* [THE PROBLEM]:
Copy the stretch of records from the line containing "target | frozen fruit piece" through the line containing "x=146 y=108", changing every "mark one point" to "place one dot" and leaving everything else as it is. Give only those lines.
-- Begin --
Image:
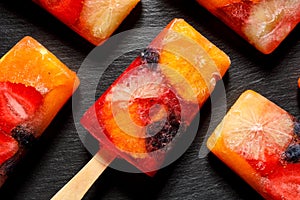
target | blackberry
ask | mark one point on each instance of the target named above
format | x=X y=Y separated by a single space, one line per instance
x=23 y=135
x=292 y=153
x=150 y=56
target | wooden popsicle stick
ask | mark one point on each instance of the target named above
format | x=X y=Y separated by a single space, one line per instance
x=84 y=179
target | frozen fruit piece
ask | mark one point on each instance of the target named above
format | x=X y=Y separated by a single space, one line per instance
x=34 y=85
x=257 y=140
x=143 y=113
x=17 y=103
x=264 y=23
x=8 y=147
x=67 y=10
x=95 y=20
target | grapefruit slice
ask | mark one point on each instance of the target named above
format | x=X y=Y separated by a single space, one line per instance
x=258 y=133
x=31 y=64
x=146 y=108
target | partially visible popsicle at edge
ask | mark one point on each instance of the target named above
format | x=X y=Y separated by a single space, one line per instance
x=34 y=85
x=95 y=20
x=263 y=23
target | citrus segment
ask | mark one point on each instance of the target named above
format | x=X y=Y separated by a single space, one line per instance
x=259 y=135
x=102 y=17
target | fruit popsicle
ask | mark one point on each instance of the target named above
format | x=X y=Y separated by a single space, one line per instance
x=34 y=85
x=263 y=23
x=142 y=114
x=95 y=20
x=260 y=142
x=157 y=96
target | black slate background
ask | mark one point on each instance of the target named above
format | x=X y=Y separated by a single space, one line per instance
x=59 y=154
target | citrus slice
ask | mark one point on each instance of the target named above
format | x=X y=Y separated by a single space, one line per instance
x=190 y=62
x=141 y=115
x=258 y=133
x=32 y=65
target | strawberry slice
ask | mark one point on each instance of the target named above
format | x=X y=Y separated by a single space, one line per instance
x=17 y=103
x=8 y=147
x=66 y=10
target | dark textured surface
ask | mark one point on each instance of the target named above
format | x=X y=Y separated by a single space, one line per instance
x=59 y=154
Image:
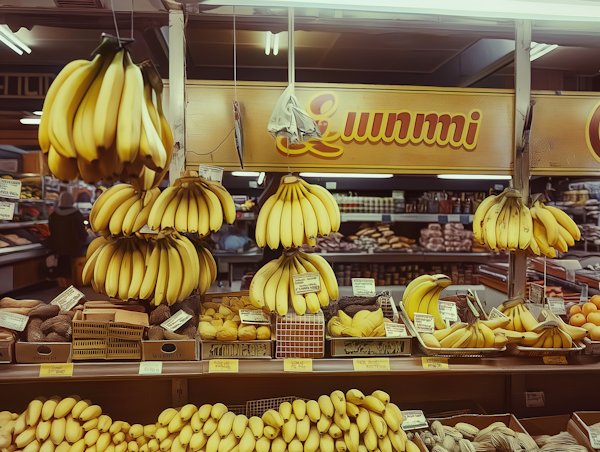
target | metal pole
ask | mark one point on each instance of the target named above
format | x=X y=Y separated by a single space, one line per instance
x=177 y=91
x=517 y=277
-- End --
-- Begin --
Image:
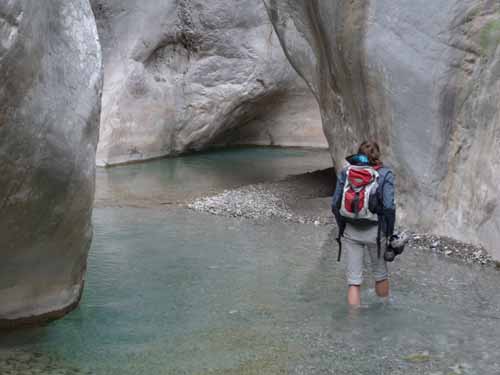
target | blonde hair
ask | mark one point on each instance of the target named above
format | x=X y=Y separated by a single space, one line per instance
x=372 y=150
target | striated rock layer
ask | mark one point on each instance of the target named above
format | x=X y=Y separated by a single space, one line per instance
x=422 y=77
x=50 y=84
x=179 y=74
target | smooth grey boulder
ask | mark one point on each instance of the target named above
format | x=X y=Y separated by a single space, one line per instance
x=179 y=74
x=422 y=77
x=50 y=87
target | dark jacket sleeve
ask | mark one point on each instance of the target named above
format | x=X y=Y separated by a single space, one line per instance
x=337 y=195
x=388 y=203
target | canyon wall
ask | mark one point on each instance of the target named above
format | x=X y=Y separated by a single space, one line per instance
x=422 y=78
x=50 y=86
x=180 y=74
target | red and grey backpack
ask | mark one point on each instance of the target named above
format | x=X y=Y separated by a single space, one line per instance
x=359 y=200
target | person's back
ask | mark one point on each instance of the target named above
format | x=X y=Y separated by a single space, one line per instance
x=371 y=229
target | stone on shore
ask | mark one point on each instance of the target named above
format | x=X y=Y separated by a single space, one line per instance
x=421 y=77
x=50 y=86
-- End --
-- Begin --
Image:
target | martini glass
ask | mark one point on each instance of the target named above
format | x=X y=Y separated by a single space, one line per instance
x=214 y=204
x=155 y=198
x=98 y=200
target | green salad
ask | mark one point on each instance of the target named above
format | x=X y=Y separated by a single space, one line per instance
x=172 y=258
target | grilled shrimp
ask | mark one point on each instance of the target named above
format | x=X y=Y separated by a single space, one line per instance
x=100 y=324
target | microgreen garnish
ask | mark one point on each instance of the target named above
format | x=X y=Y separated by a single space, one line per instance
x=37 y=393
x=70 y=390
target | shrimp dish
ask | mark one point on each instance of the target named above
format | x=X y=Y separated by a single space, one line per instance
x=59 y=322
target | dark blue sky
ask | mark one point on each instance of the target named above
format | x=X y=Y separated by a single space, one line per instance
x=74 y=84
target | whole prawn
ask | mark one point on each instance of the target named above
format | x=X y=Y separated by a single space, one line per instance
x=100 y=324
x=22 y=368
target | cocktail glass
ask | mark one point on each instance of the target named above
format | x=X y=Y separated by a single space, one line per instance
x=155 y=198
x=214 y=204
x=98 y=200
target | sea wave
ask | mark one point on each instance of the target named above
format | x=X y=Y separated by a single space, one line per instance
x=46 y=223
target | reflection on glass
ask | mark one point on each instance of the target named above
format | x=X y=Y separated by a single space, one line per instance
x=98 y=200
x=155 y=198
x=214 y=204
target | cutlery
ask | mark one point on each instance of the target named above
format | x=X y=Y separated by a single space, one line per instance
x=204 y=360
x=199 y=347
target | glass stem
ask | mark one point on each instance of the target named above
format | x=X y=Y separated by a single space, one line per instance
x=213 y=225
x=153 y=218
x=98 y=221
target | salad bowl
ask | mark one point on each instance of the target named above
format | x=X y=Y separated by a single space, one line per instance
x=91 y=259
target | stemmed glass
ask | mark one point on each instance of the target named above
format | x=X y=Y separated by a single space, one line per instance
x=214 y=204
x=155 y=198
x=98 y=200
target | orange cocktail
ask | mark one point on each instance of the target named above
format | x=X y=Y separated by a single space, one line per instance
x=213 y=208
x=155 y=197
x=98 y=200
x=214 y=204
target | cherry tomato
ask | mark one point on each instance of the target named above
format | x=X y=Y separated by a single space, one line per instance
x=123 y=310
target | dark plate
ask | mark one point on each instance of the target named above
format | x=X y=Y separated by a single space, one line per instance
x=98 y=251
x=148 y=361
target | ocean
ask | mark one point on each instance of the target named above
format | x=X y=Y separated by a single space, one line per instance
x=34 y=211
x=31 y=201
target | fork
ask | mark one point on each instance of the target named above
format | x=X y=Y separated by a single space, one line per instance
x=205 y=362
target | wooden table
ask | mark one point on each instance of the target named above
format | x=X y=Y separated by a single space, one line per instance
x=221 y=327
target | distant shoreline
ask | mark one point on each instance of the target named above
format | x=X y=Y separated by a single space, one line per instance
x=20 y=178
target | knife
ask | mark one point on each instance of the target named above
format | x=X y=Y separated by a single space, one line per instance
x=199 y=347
-- End --
* [WRITTEN SOLUTION]:
target | frozen fruit piece
ask | place one dot on each instance of the target named above
format | x=X y=Y separated by a single space, one line per instance
x=34 y=85
x=257 y=140
x=143 y=113
x=17 y=103
x=264 y=23
x=8 y=147
x=67 y=10
x=95 y=20
target | grapefruit slice
ask | place one dot on each instance of the target named above
format | x=X y=Y separated by a single space, one line per instance
x=258 y=133
x=31 y=64
x=146 y=108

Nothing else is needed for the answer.